▶ _WHAT YOU NEED TO DO_
The lines below must be transcribed exactly as given, with the images removed.

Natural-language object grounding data

◇ ◇ ◇

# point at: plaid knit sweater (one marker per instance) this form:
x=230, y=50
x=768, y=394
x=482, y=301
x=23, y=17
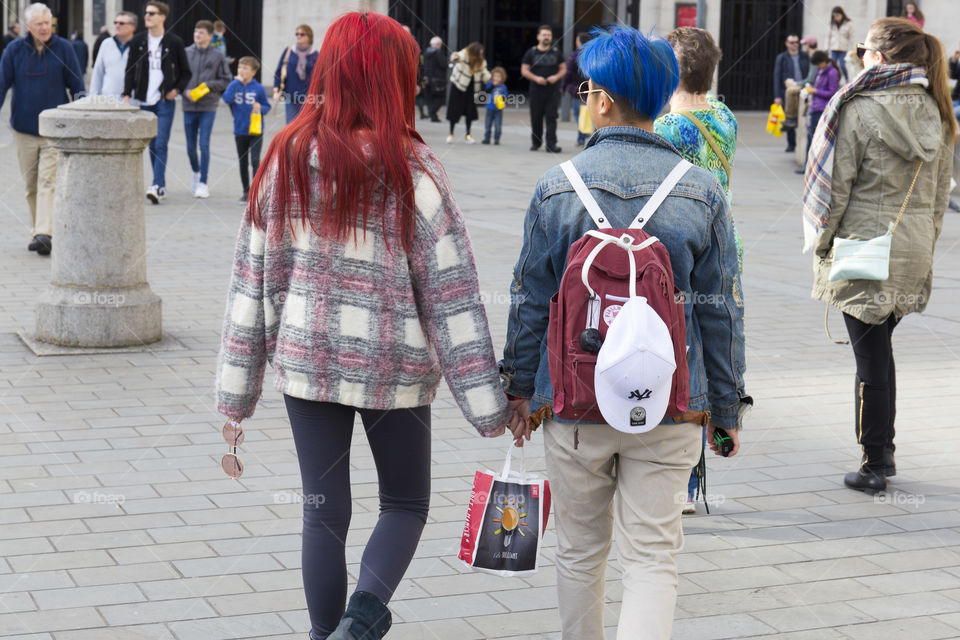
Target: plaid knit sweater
x=354, y=323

◇ ◇ ◇

▶ _WRITTEN REPLY_
# point at: plaid knit sweater (one marker per instance) this form:
x=230, y=50
x=768, y=394
x=482, y=301
x=23, y=17
Target: plaid knit sweater
x=354, y=323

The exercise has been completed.